_WHAT THE TASK REQUIRES_
Can you restate the records below word for word?

+-------+

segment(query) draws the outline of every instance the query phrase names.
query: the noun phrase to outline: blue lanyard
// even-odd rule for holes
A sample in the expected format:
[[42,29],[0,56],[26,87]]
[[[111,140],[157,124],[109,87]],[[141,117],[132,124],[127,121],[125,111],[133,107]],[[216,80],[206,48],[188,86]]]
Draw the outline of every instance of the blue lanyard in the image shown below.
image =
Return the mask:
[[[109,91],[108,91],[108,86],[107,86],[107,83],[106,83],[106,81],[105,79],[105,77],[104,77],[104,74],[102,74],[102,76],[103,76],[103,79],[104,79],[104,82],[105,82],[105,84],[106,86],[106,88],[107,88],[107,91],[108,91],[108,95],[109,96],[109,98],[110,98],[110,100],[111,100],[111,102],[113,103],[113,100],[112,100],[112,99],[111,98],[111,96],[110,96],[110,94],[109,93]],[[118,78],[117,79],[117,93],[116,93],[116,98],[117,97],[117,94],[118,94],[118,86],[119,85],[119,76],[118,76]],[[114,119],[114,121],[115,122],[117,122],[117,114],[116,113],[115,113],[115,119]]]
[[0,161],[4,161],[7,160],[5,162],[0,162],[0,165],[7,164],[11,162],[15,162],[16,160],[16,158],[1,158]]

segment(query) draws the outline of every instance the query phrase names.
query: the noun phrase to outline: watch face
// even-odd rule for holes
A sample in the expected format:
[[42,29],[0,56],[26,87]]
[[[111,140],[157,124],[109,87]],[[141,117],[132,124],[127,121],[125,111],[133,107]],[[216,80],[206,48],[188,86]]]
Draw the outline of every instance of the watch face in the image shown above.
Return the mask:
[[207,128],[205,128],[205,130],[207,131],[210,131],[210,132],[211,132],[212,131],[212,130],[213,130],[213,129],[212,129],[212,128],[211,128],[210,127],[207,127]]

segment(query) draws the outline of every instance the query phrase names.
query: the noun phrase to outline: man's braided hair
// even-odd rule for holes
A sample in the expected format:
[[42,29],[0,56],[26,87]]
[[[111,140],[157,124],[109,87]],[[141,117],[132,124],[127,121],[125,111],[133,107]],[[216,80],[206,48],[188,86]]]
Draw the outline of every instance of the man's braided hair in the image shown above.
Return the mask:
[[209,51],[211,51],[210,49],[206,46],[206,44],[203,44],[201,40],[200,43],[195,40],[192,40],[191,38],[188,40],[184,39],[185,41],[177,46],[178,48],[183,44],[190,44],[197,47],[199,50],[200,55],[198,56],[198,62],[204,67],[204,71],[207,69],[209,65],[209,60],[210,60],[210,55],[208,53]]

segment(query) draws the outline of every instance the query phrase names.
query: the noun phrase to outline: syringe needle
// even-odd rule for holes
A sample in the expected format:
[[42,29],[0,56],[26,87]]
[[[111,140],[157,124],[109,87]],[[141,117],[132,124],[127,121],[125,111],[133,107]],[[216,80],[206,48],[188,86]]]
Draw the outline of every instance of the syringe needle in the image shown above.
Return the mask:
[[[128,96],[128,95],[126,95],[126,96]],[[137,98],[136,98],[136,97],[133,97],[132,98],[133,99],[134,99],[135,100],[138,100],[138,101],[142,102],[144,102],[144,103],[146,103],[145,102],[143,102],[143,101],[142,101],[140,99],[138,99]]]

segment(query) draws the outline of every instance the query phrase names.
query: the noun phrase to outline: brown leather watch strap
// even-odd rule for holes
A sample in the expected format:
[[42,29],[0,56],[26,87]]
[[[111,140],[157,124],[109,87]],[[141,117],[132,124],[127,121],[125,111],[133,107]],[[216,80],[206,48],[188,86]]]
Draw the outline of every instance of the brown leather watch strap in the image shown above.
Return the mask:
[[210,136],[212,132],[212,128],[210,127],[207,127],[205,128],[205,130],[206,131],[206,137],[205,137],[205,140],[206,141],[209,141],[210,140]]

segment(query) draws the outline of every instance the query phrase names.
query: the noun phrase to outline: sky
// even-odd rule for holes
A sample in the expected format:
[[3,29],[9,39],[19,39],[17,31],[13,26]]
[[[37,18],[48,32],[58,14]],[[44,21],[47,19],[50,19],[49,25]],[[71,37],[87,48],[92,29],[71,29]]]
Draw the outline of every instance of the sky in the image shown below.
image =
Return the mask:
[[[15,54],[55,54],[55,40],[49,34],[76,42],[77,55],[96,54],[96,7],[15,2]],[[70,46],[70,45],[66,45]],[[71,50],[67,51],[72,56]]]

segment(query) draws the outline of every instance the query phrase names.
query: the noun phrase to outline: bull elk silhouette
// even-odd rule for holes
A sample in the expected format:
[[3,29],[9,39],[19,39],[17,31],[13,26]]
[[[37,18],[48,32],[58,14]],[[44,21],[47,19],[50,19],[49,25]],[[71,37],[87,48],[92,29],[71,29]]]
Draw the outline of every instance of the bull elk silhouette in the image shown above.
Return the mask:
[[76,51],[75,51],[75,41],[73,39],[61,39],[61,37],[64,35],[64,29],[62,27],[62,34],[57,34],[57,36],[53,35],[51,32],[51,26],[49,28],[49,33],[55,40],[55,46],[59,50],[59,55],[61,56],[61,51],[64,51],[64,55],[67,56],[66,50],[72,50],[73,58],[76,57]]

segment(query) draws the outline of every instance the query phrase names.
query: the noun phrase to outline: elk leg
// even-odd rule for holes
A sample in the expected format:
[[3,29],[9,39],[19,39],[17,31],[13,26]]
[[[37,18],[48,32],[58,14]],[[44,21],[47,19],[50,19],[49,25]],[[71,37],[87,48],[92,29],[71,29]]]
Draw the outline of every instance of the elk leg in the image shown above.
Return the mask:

+-------+

_THE OUTPUT_
segment(query) draws the outline of every instance the query phrase names.
query: the noun phrase to outline: blue lanyard
// even-odd rule for holes
A sample in the expected format:
[[42,29],[0,56],[26,87]]
[[[111,140],[157,124],[109,87]],[[141,117],[132,124],[127,121],[125,111],[133,107]],[[216,80],[206,48],[188,86]]]
Draw the outline of every instance of the blue lanyard in the image shown below.
image =
Return the mask:
[[[109,91],[108,91],[108,86],[107,86],[107,83],[106,83],[106,81],[105,79],[105,77],[104,77],[104,74],[102,74],[102,76],[103,76],[103,79],[104,79],[104,82],[105,82],[105,84],[106,86],[106,88],[107,88],[107,91],[108,91],[108,95],[109,96],[109,98],[110,98],[110,100],[111,100],[111,102],[113,103],[113,100],[112,100],[112,99],[111,98],[111,96],[110,96],[110,94],[109,93]],[[118,78],[117,79],[117,93],[116,93],[116,98],[117,97],[117,94],[118,94],[118,86],[119,85],[119,76],[118,76]],[[114,119],[114,121],[115,122],[117,122],[117,114],[116,113],[115,113],[115,119]]]
[[0,161],[4,161],[7,160],[5,162],[0,162],[0,165],[7,164],[11,162],[15,162],[16,160],[16,158],[1,158]]

segment(query) draws the outline of every instance the query phrase names.
query: the noun phrase to outline: watch face
// even-odd rule for holes
A sample in the expected format:
[[42,29],[0,56],[26,87]]
[[[111,140],[157,124],[109,87]],[[141,117],[132,124],[127,121],[125,111],[133,107]],[[216,80],[206,48],[188,86]]]
Draw the outline of every instance of the watch face in the image shown above.
Return the mask:
[[207,128],[205,128],[205,130],[207,131],[210,131],[210,132],[211,132],[212,131],[212,130],[213,130],[213,129],[212,129],[212,128],[211,128],[210,127],[207,127]]

segment(query) draws the outline of every instance the query phrase names.
query: the noun phrase to outline: man's braided hair
// even-odd rule for holes
A sample in the expected format:
[[42,29],[0,56],[26,87]]
[[[111,140],[157,124],[109,87]],[[141,117],[132,124],[127,121],[125,111],[133,107]],[[216,80],[206,48],[188,86]]]
Draw the outline of every instance of the man's braided hair in the image shown above.
Return the mask:
[[209,51],[211,51],[210,49],[206,46],[206,44],[203,44],[201,40],[200,43],[195,40],[192,40],[191,38],[188,40],[184,39],[185,41],[177,46],[178,48],[183,44],[190,44],[197,47],[199,50],[200,55],[198,56],[198,62],[204,67],[204,71],[207,69],[209,65],[209,60],[210,60],[210,55],[208,53]]

segment(query) draws the outline of every instance the query phrase names.
query: the noun phrase to outline: syringe needle
// even-odd rule for holes
A sample in the expected format:
[[42,29],[0,56],[26,87]]
[[[111,140],[157,124],[109,87]],[[141,117],[132,124],[127,121],[125,111],[133,107]],[[216,80],[206,48],[188,86]]]
Draw the outline of every instance of the syringe needle in the image shown above.
Return the mask:
[[[128,96],[128,95],[126,95],[126,96]],[[137,98],[136,98],[136,97],[133,97],[132,98],[133,99],[134,99],[135,100],[138,100],[138,101],[142,102],[144,102],[144,103],[146,103],[145,102],[143,102],[143,101],[142,101],[140,99],[138,99]]]

segment(query) draws the outline of every instance the query phrase names.
query: the noun phrase to outline: brown leather watch strap
// even-odd rule for holes
A sample in the expected format:
[[42,29],[0,56],[26,87]]
[[[111,140],[157,124],[109,87]],[[141,117],[132,124],[127,121],[125,111],[133,107]],[[216,80],[206,48],[188,86]]]
Draw the outline of every instance of the brown leather watch strap in the image shown above.
Return the mask:
[[210,136],[212,132],[212,128],[210,127],[207,127],[205,128],[205,130],[206,131],[206,137],[205,137],[205,140],[206,141],[209,141],[210,140]]

segment(query) draws the outline of every instance the query phrase names.
query: the noun phrase to outline: sky
// even-odd rule for holes
A sample in the expected format:
[[3,29],[9,39],[19,39],[17,31],[13,26]]
[[[37,18],[48,32],[58,14]],[[44,21],[47,19],[50,19],[49,25]],[[71,37],[87,48],[92,29],[71,29]]]
Draw the outline of every instance of the sky in the image shown below.
image =
Return the mask:
[[[15,54],[55,54],[55,40],[49,34],[76,42],[77,55],[96,54],[96,7],[15,2]],[[70,46],[70,45],[66,45]],[[71,50],[67,51],[72,56]]]

segment(query) draws the outline of every instance the query phrase names.
query: the noun phrase to outline: bull elk silhouette
// even-odd rule for holes
A sample in the expected format:
[[3,29],[9,39],[19,39],[17,31],[13,26]]
[[[37,18],[48,32],[58,14]],[[44,21],[47,19],[50,19],[49,25]],[[71,37],[87,48],[92,29],[71,29]]]
Draw the outline of every instance of the bull elk silhouette in the image shown above.
Return the mask:
[[76,51],[75,51],[75,41],[73,39],[61,39],[61,37],[64,35],[64,29],[62,27],[62,34],[57,34],[57,36],[53,35],[51,32],[51,26],[49,28],[49,33],[55,40],[55,46],[59,50],[59,55],[61,56],[61,51],[64,51],[64,55],[67,56],[66,50],[72,50],[73,58],[76,57]]

segment(query) draws the outline of every instance the query phrase names.
query: the noun phrase to outline: elk leg
// even-odd rule for holes
A sample in the expected format:
[[3,29],[9,39],[19,39],[17,31],[13,26]]
[[[37,18],[48,32],[58,14]],[[44,21],[47,19],[50,19],[49,25]],[[71,37],[87,48],[92,29],[71,29]]]
Draw the outline of every instance of the elk leg in the image shown above.
Return the mask:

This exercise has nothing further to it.